*Required action*
Exclude the pictures and repeat all of the data exactly.

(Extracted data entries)
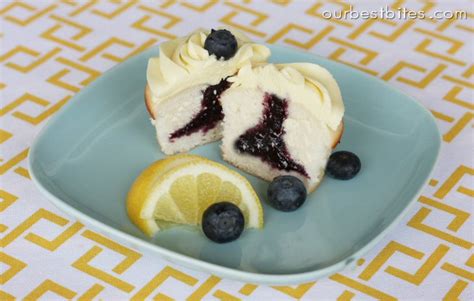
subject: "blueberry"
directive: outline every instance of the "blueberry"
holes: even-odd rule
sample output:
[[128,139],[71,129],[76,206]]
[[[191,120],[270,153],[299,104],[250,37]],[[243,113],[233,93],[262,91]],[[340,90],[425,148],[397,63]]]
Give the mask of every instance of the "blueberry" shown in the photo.
[[268,186],[268,202],[280,211],[295,211],[306,200],[306,188],[293,176],[278,176]]
[[244,231],[244,215],[229,202],[215,203],[202,215],[202,230],[210,240],[225,243],[239,238]]
[[349,180],[360,171],[361,163],[356,154],[338,151],[329,157],[326,173],[339,180]]
[[211,33],[204,42],[204,48],[209,54],[214,54],[217,59],[223,57],[224,60],[228,60],[237,52],[237,40],[226,29],[211,29]]

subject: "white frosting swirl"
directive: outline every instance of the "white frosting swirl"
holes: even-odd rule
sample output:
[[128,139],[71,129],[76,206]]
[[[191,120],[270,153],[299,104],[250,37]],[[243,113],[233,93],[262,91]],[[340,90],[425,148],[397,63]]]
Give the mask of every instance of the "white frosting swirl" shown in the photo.
[[207,30],[200,29],[187,37],[162,43],[159,57],[148,61],[147,81],[153,102],[158,103],[191,86],[217,84],[222,78],[234,75],[243,65],[265,62],[270,56],[267,47],[251,43],[236,30],[232,33],[238,49],[228,60],[218,60],[204,48]]
[[243,66],[229,78],[232,87],[248,87],[273,93],[297,103],[335,131],[344,115],[344,103],[334,77],[325,68],[310,63]]

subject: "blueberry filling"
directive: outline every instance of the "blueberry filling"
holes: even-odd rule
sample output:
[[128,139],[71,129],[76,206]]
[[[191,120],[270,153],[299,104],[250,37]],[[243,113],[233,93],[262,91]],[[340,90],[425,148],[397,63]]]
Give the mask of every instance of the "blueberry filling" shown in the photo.
[[171,133],[170,141],[182,136],[189,136],[198,131],[206,133],[216,127],[224,118],[219,99],[221,94],[230,86],[230,82],[222,79],[217,85],[207,87],[202,92],[201,110],[185,126]]
[[288,118],[288,102],[274,94],[265,94],[263,116],[259,124],[248,129],[235,141],[241,153],[259,157],[273,168],[295,171],[309,178],[305,168],[290,156],[283,136],[283,122]]

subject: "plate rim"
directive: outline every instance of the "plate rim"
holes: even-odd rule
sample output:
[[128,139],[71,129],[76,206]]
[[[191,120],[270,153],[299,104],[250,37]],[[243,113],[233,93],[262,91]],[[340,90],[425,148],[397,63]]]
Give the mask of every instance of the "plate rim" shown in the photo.
[[[37,175],[37,172],[35,171],[34,161],[36,160],[35,158],[36,149],[38,148],[38,145],[40,144],[42,137],[45,136],[45,133],[48,132],[48,129],[54,126],[57,120],[60,119],[60,117],[69,109],[69,107],[71,107],[75,103],[73,101],[74,98],[81,97],[82,94],[86,93],[88,90],[93,89],[95,86],[99,85],[102,81],[104,81],[104,77],[106,74],[113,73],[118,68],[125,67],[125,65],[133,64],[136,60],[139,59],[140,55],[144,54],[144,52],[152,53],[153,51],[156,51],[158,49],[159,44],[156,44],[152,46],[151,48],[149,48],[148,50],[145,50],[144,52],[141,52],[127,59],[124,62],[116,64],[110,69],[103,72],[94,82],[82,88],[78,93],[73,95],[71,99],[68,101],[68,103],[65,104],[59,110],[59,112],[54,114],[46,122],[43,128],[36,134],[30,146],[30,150],[28,152],[28,169],[29,169],[29,173],[34,185],[38,188],[38,190],[44,196],[46,196],[48,201],[52,203],[56,208],[60,209],[67,215],[77,218],[79,221],[83,222],[84,224],[88,226],[91,226],[91,228],[99,231],[100,233],[105,234],[106,236],[107,235],[112,236],[112,239],[118,240],[119,243],[121,244],[124,244],[126,242],[127,247],[130,247],[130,245],[133,245],[131,246],[131,248],[139,249],[140,251],[146,250],[148,252],[154,253],[154,255],[155,254],[159,255],[161,259],[166,260],[168,262],[176,263],[178,265],[183,265],[184,267],[190,268],[192,270],[198,270],[198,271],[215,274],[223,278],[233,279],[233,280],[243,281],[243,282],[263,284],[263,285],[287,285],[287,284],[297,284],[297,283],[302,283],[302,282],[314,281],[316,279],[334,274],[349,266],[355,266],[358,259],[360,259],[367,252],[369,252],[376,244],[378,244],[389,232],[391,232],[400,223],[400,220],[404,216],[406,216],[406,214],[411,210],[413,205],[416,203],[416,200],[419,199],[423,188],[426,186],[426,184],[428,183],[428,180],[431,178],[434,172],[434,168],[439,161],[439,154],[440,154],[441,142],[442,142],[441,134],[436,124],[436,120],[434,119],[434,116],[430,113],[430,111],[427,108],[425,108],[418,100],[416,100],[415,97],[408,95],[404,91],[393,87],[391,84],[383,81],[382,79],[378,77],[372,76],[354,67],[345,65],[341,62],[334,61],[334,60],[328,59],[326,57],[323,57],[314,53],[301,51],[298,49],[294,49],[294,48],[290,48],[290,47],[286,47],[282,45],[271,45],[267,43],[263,43],[263,44],[269,47],[270,50],[278,49],[284,52],[292,52],[292,53],[296,52],[299,55],[304,55],[306,57],[314,56],[322,61],[335,64],[338,67],[351,69],[351,71],[356,73],[356,76],[362,76],[362,77],[368,78],[369,80],[375,80],[380,85],[382,85],[384,89],[388,89],[391,92],[399,93],[403,95],[405,98],[409,99],[415,106],[418,106],[418,108],[421,109],[421,111],[427,115],[429,122],[433,125],[433,129],[436,132],[436,138],[437,138],[435,141],[436,143],[435,157],[433,160],[433,164],[430,167],[430,171],[427,173],[427,175],[423,179],[423,184],[418,187],[414,197],[407,203],[405,208],[403,208],[403,210],[386,226],[386,228],[382,230],[380,233],[378,233],[369,242],[367,242],[362,247],[360,247],[357,251],[353,252],[350,255],[347,255],[346,257],[340,259],[336,263],[331,264],[327,267],[324,267],[321,269],[315,269],[315,270],[307,271],[307,272],[288,273],[288,274],[267,274],[267,273],[251,272],[251,271],[242,271],[235,268],[229,268],[229,267],[221,266],[219,264],[210,263],[204,260],[196,259],[191,256],[166,249],[165,247],[153,244],[151,242],[142,240],[131,234],[118,230],[99,220],[94,219],[93,217],[90,217],[89,215],[83,213],[79,209],[76,209],[73,206],[67,204],[66,202],[61,200],[59,197],[56,197],[46,187],[43,186],[42,182],[39,180],[39,176]],[[138,246],[138,248],[136,246]]]

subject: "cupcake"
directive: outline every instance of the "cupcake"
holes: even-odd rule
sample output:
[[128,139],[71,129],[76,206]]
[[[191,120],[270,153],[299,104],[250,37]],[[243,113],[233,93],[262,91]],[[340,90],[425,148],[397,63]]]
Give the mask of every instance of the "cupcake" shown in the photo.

*Reply to the task*
subject: "blueberry"
directive: outline every instance of the "blueberry"
holes: even-odd rule
sample output:
[[128,139],[71,129],[76,206]]
[[[191,120],[270,153],[299,104],[250,37]],[[243,113],[233,93],[262,91]],[[340,90],[425,148],[397,63]]]
Give the mask of every instance of the "blueberry" shown in the photo.
[[268,186],[268,202],[280,211],[295,211],[306,200],[306,188],[293,176],[278,176]]
[[244,231],[244,215],[229,202],[215,203],[202,215],[202,230],[210,240],[225,243],[239,238]]
[[349,180],[360,171],[361,163],[356,154],[338,151],[329,157],[326,173],[339,180]]
[[211,33],[204,42],[204,48],[209,54],[214,54],[217,59],[223,57],[224,60],[228,60],[237,52],[237,40],[226,29],[211,29]]

subject: "white frosting swirl"
directive: outline every instance of the "white frosting swirl"
holes: even-odd rule
sample output:
[[128,139],[71,129],[76,206]]
[[[191,120],[270,153],[299,104],[250,37]],[[243,113],[233,93],[262,91]],[[340,90],[425,148],[397,63]]]
Give the mask of every instance of the "white frosting swirl" shown in the photo.
[[207,30],[200,29],[187,37],[162,43],[159,57],[148,61],[147,81],[153,102],[158,103],[191,86],[217,84],[222,78],[234,75],[243,65],[265,62],[270,56],[267,47],[251,43],[236,30],[232,33],[238,49],[228,60],[218,60],[204,48]]
[[243,66],[229,78],[232,87],[248,87],[273,93],[297,103],[335,131],[344,115],[344,103],[334,77],[325,68],[310,63]]

subject: "blueberry filling"
directive: outline every instance of the "blueberry filling"
holes: even-odd rule
sample output:
[[128,139],[71,129],[76,206]]
[[[191,120],[270,153],[299,104],[250,37]],[[243,113],[233,93],[262,91]],[[340,90],[425,148],[397,63]]]
Give the mask of every instance of the "blueberry filling" shown in the photo.
[[171,133],[170,141],[182,136],[189,136],[198,131],[206,133],[216,127],[224,118],[219,99],[221,94],[230,86],[230,82],[222,79],[217,85],[207,87],[202,92],[201,110],[185,126]]
[[288,118],[288,102],[274,94],[265,94],[263,116],[259,124],[248,129],[235,141],[241,153],[259,157],[273,168],[295,171],[309,178],[305,168],[290,156],[283,136],[283,122]]

subject: "plate rim"
directive: outline every instance of the "plate rim"
holes: even-odd rule
sample output:
[[128,139],[71,129],[76,206]]
[[[191,120],[270,153],[299,104],[250,37]],[[243,113],[233,93],[262,91]],[[340,90],[425,148],[397,63]]]
Give the mask of every instance of the "plate rim" shown in the photo.
[[[37,175],[37,172],[35,171],[34,161],[36,160],[35,158],[36,149],[38,148],[38,145],[40,144],[42,137],[45,136],[45,133],[48,132],[48,129],[54,126],[57,120],[60,119],[60,117],[69,109],[69,107],[71,107],[75,103],[73,101],[74,98],[81,97],[82,94],[86,93],[88,90],[93,89],[95,86],[99,85],[102,81],[104,81],[104,77],[106,74],[113,73],[118,68],[125,67],[125,65],[133,64],[136,60],[139,59],[140,55],[144,54],[144,52],[152,53],[153,51],[156,51],[158,49],[159,44],[156,44],[152,46],[151,48],[149,48],[148,50],[145,50],[144,52],[141,52],[127,59],[124,62],[116,64],[110,69],[103,72],[94,82],[82,88],[78,93],[73,95],[71,99],[68,101],[68,103],[65,104],[59,110],[59,112],[54,114],[46,122],[43,128],[36,134],[30,146],[30,150],[28,152],[28,169],[29,169],[29,173],[34,185],[38,188],[38,190],[44,196],[46,196],[48,201],[52,203],[56,208],[60,209],[67,215],[77,218],[79,221],[83,222],[84,224],[88,226],[91,226],[91,228],[99,231],[100,233],[105,234],[106,236],[107,235],[112,236],[112,239],[118,240],[119,243],[121,244],[124,244],[126,242],[127,247],[130,247],[130,245],[133,245],[131,246],[131,248],[139,249],[140,251],[146,250],[148,252],[154,253],[154,255],[155,254],[159,255],[161,259],[166,260],[168,262],[176,263],[178,265],[183,265],[184,267],[190,268],[192,270],[198,270],[198,271],[215,274],[223,278],[233,279],[233,280],[243,281],[243,282],[263,284],[263,285],[287,285],[287,284],[297,284],[297,283],[302,283],[302,282],[314,281],[316,279],[334,274],[349,266],[355,266],[358,259],[360,259],[367,252],[369,252],[376,244],[378,244],[389,232],[391,232],[400,223],[400,220],[404,216],[406,216],[406,214],[411,210],[413,205],[416,203],[416,200],[419,199],[423,188],[426,186],[426,184],[428,183],[428,180],[431,178],[434,172],[434,168],[439,161],[439,154],[440,154],[441,142],[442,142],[441,134],[436,124],[436,120],[434,119],[434,116],[430,113],[430,111],[427,108],[425,108],[418,100],[416,100],[415,97],[408,95],[404,91],[393,87],[391,84],[383,81],[382,79],[378,77],[372,76],[354,67],[345,65],[341,62],[334,61],[334,60],[328,59],[326,57],[323,57],[314,53],[301,51],[298,49],[294,49],[294,48],[290,48],[290,47],[286,47],[282,45],[271,45],[267,43],[263,43],[263,44],[269,47],[270,50],[278,49],[284,52],[292,52],[292,53],[296,52],[299,55],[304,55],[306,57],[314,56],[322,61],[335,64],[338,67],[351,69],[351,71],[356,73],[356,76],[362,76],[362,77],[368,78],[369,80],[375,80],[380,85],[382,85],[384,89],[388,89],[391,92],[399,93],[403,95],[405,98],[409,99],[415,106],[418,106],[418,108],[421,109],[421,111],[427,115],[429,122],[433,125],[433,129],[436,132],[436,138],[437,138],[435,141],[436,143],[435,157],[433,160],[433,164],[430,167],[430,171],[427,173],[427,175],[423,179],[423,184],[418,187],[414,197],[407,203],[405,208],[403,208],[403,210],[386,226],[386,228],[382,230],[380,233],[378,233],[369,242],[367,242],[362,247],[360,247],[357,251],[353,252],[350,255],[347,255],[346,257],[340,259],[336,263],[331,264],[327,267],[324,267],[321,269],[315,269],[315,270],[307,271],[307,272],[288,273],[288,274],[267,274],[267,273],[251,272],[251,271],[242,271],[235,268],[229,268],[229,267],[221,266],[219,264],[210,263],[204,260],[196,259],[191,256],[166,249],[165,247],[153,244],[151,242],[142,240],[131,234],[118,230],[99,220],[94,219],[93,217],[90,217],[89,215],[83,213],[79,209],[76,209],[73,206],[67,204],[66,202],[61,200],[59,197],[56,197],[46,187],[43,186],[42,182],[39,180],[39,176]],[[138,246],[138,248],[136,246]]]

subject: "cupcake"
directive: outline every instance of the "cupcake"
holes: even-odd rule
sample output:
[[128,139],[71,129],[76,206]]
[[[191,120],[270,153],[299,104],[250,37]],[[243,113],[233,93],[262,91]],[[340,90],[425,148],[397,63]]]
Give the mask of every instance of the "cupcake" shown in the photo.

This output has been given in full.